▶ _Set problem_: Rewrite the listing below, changing every "single point" to "single dot" and leaving all other text as it is. Omit the pictures from your output.

····················

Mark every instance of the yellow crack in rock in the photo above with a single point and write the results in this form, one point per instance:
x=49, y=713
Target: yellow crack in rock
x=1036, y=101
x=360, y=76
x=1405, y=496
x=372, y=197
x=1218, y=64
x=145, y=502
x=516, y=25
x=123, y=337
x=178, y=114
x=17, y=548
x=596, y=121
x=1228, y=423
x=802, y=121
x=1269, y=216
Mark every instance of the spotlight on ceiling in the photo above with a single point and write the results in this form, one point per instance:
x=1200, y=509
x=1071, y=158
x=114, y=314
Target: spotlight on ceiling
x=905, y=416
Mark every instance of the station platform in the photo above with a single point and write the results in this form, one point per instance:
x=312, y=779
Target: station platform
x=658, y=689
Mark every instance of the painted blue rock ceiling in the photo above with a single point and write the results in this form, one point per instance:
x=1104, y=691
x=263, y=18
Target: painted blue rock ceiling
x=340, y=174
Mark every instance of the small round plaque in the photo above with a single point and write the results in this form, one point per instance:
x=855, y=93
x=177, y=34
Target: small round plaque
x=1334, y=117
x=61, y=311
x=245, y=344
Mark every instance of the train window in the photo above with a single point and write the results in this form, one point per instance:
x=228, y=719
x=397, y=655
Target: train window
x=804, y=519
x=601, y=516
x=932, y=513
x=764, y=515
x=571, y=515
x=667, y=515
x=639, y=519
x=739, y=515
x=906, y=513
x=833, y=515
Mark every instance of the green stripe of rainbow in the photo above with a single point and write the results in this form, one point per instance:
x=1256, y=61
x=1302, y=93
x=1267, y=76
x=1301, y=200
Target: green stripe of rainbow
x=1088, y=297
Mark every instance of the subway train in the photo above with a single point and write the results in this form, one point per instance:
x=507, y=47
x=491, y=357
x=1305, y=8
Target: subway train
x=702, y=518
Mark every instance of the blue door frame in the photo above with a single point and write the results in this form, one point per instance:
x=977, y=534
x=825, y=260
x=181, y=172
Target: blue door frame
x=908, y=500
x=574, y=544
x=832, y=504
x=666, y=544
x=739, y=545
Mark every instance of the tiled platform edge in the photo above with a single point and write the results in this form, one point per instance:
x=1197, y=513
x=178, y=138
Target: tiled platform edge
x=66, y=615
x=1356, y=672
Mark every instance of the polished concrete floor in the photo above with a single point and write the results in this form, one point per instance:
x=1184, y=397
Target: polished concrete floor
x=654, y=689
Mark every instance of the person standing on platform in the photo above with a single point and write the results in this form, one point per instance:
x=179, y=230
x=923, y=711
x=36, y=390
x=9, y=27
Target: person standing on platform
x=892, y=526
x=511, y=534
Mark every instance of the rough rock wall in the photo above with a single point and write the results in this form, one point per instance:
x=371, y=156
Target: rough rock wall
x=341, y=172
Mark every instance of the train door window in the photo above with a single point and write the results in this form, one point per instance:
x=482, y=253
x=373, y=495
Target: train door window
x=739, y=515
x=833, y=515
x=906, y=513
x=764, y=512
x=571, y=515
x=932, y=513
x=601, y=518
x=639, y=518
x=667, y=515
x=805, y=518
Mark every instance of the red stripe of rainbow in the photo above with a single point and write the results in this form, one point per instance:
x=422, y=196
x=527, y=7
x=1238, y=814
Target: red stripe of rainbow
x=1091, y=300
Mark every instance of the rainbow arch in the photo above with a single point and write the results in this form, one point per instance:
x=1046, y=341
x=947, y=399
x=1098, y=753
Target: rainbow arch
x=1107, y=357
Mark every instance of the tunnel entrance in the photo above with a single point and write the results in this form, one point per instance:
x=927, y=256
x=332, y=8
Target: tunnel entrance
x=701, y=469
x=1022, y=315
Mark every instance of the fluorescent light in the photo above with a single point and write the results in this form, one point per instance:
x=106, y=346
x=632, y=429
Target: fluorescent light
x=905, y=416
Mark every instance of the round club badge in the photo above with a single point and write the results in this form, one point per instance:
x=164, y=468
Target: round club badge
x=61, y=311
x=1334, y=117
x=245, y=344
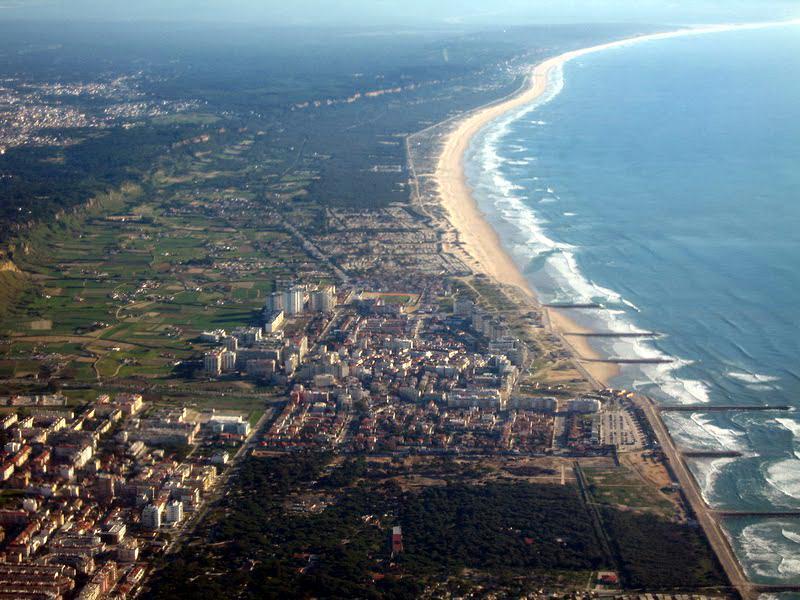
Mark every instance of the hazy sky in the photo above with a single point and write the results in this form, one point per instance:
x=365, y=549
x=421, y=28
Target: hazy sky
x=401, y=12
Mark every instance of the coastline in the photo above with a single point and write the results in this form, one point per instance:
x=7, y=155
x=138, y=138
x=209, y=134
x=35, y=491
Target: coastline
x=475, y=235
x=485, y=254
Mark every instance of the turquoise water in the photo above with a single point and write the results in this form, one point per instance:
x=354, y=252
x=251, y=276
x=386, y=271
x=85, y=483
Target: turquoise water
x=662, y=180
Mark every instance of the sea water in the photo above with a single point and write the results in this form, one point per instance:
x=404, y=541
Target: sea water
x=662, y=180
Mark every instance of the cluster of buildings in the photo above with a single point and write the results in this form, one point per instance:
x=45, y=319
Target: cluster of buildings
x=41, y=114
x=266, y=352
x=89, y=494
x=390, y=377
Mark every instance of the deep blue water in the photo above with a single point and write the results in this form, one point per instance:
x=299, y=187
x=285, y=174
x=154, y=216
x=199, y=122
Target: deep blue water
x=663, y=181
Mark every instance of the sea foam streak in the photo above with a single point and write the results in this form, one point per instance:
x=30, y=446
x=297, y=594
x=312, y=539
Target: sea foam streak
x=772, y=549
x=559, y=258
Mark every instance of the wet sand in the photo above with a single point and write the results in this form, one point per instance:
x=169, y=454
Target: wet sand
x=476, y=237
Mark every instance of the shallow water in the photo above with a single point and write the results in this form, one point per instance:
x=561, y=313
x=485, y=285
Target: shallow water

····················

▶ _Finished task_:
Mark every instance of the yellow crack in rock in the photo above with a single dot and write the results in this form, one point per instance:
x=49, y=713
Target: yellow crack in rock
x=1036, y=101
x=360, y=76
x=1405, y=496
x=372, y=197
x=1218, y=64
x=145, y=502
x=516, y=25
x=123, y=337
x=178, y=114
x=17, y=548
x=596, y=121
x=1228, y=423
x=802, y=121
x=1269, y=216
Mark every instance of the spotlight on ceiling in the photo above with a single dot and write the results in this form, one point per instance:
x=1200, y=509
x=1071, y=158
x=114, y=314
Target: spotlight on ceiling
x=905, y=416
Mark every instance of the station platform in the photo above with a single dot and write the results in this form, one point per instance:
x=312, y=779
Target: station platform
x=658, y=689
Mark every instance of the painted blue rock ceiling in the photo above with a single dot and write the results in this form, one point per instance:
x=1104, y=691
x=263, y=18
Target: painted blue rock ceiling
x=340, y=174
Mark every instance of the small round plaque in the photo above with a single dot and write the results in this form, one point per instance:
x=855, y=93
x=177, y=34
Target: small round plaque
x=1334, y=117
x=61, y=311
x=245, y=344
Mark every instance of the train window in the photo above with a single dot and write the results in this form, one point per instance:
x=228, y=719
x=397, y=655
Target: train window
x=804, y=519
x=601, y=516
x=932, y=513
x=764, y=515
x=571, y=515
x=667, y=515
x=639, y=519
x=739, y=515
x=906, y=513
x=833, y=515
Mark every instance of the green stripe of rainbow in the photo above with a single dot and write the results in this form, one point per instance:
x=1256, y=61
x=1302, y=93
x=1267, y=76
x=1301, y=200
Target: green stripe of rainbow
x=1088, y=297
Mark every instance of the subway train in the photo above with a single dot and write the results in this form, one point per instance:
x=507, y=47
x=491, y=357
x=1305, y=8
Target: subway train
x=702, y=518
Mark every instance of the blue door frame in the photo above with a single dot and write the results in this form, one point per instance:
x=977, y=534
x=825, y=260
x=181, y=172
Target: blue door frame
x=908, y=500
x=574, y=544
x=832, y=504
x=666, y=544
x=739, y=545
Mark every instance of the tiled platform edge in the photo above with a single dot and write the results in this form, one point per instance:
x=1197, y=513
x=178, y=138
Target: tiled platform edge
x=66, y=615
x=1356, y=672
Mark every instance of the polished concrete floor in the photo above with a single dot and write the results in this form, one point per instance:
x=1184, y=397
Target: polished concrete floor
x=654, y=689
Mark every instance of the person standing on platform in the photo above with a single dot and write the results in this form, one point per instance:
x=179, y=230
x=923, y=711
x=36, y=390
x=9, y=27
Target: person standing on platform
x=892, y=526
x=511, y=534
Mark every instance of the rough rock wall in the photo above with a single dot and write the results in this form, one point per instance:
x=371, y=156
Target: rough rock wall
x=341, y=172
Mark every instance of the train door window in the photo above with a single dot and write the results in this form, one point per instance:
x=482, y=253
x=373, y=495
Target: train door window
x=739, y=515
x=833, y=515
x=906, y=513
x=764, y=512
x=571, y=515
x=932, y=513
x=601, y=518
x=639, y=518
x=667, y=515
x=805, y=518
Mark every instance of the red stripe of rainbow in the photo above with a single dot and write the results in this form, one point per instance:
x=422, y=196
x=527, y=7
x=1238, y=814
Target: red stripe of rainbow
x=1091, y=300
Mark every instance of the rainbow arch in the photo above with a single dot and write the results in this form, one point per instance:
x=1046, y=341
x=947, y=399
x=1098, y=753
Target: rainbow arch
x=1107, y=357
Mark every instance of the tunnel entrance in the photo above with a single dot and write the results in this form, one point per instance:
x=927, y=256
x=332, y=8
Target: tunnel entrance
x=701, y=469
x=1022, y=315
Mark every instance of the fluorescent light in the photo above with a single dot and write the results in this form, one point per instance:
x=106, y=346
x=632, y=429
Target: fluorescent light
x=905, y=416
Mark every instance of the round club badge in the photo above with a single dot and write the results in this form, one point per instance:
x=164, y=468
Target: round club badge
x=61, y=311
x=1334, y=117
x=245, y=344
Mark every instance of the hazy sky in the photo above with a single dot and write the results in this form, one point per instance:
x=365, y=549
x=421, y=28
Target: hazy sky
x=401, y=12
Mark every instance of the coastline in the photo above with a single dot and write the results in this form, one point per instance:
x=7, y=155
x=138, y=138
x=209, y=134
x=35, y=491
Target: coastline
x=475, y=235
x=485, y=254
Mark every instance of the turquoise water in the photo above with a single dot and write the results in this form, one point per instance:
x=354, y=252
x=251, y=276
x=386, y=271
x=85, y=483
Target: turquoise water
x=662, y=180
Mark every instance of the sea water in the photo above with a single dot and write the results in this form, one point per instance:
x=404, y=541
Target: sea water
x=662, y=180
Mark every instance of the cluster of buildings in the photo above with a single dot and write the results in this form, one point per instance:
x=45, y=319
Target: cluster of buildings
x=41, y=114
x=266, y=352
x=89, y=494
x=390, y=377
Mark every instance of the deep blue water in the photo above with a single dot and write the results in this form, one point per instance:
x=299, y=187
x=285, y=174
x=154, y=216
x=199, y=122
Target: deep blue water
x=663, y=181
Mark every instance of the sea foam streak in the photo above with a single dot and write the results in this form, one point per instance:
x=30, y=446
x=297, y=594
x=312, y=539
Target: sea foam streak
x=772, y=549
x=559, y=258
Mark every instance of the wet sand in the photo above with a single dot and write the results in this form, one point per instance:
x=169, y=454
Target: wet sand
x=476, y=237
Mark every instance of the shallow water in the photo above with a single dot and write the results in this form, one point per instance:
x=561, y=313
x=485, y=285
Target: shallow water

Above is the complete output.